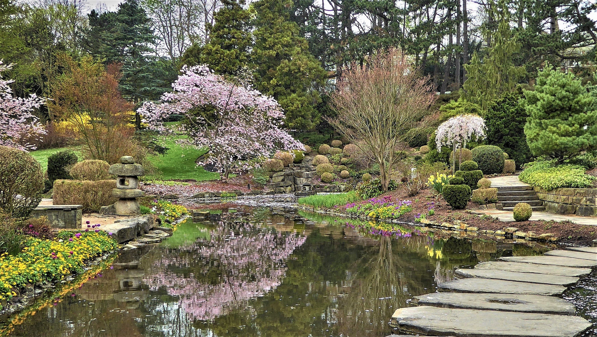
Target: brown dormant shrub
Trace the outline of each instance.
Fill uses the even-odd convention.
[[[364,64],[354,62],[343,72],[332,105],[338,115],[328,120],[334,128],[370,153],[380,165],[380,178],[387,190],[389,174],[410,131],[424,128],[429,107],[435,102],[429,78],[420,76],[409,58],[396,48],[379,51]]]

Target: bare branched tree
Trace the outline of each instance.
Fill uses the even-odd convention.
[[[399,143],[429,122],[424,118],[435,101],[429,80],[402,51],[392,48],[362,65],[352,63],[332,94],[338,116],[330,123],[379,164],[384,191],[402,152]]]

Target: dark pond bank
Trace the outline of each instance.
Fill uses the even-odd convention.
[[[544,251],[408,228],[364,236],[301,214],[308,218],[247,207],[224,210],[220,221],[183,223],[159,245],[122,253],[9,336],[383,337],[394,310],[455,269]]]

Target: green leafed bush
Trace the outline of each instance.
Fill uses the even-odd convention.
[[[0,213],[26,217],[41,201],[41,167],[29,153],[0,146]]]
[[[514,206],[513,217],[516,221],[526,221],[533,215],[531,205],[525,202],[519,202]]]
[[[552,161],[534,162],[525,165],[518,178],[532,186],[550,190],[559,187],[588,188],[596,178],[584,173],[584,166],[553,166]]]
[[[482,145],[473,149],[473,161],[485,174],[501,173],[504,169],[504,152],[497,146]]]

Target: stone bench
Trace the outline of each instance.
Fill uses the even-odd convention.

---------------

EXERCISE OBJECTIVE: Rewrite the entries from the line containing "Target: stone bench" through the end, replacing "stone bench" with "wooden bench" and leaving everything else unchanged.

CORRECT OUTPUT:
Target: wooden bench
Trace the outline of each instance.
Fill uses the even-odd convention.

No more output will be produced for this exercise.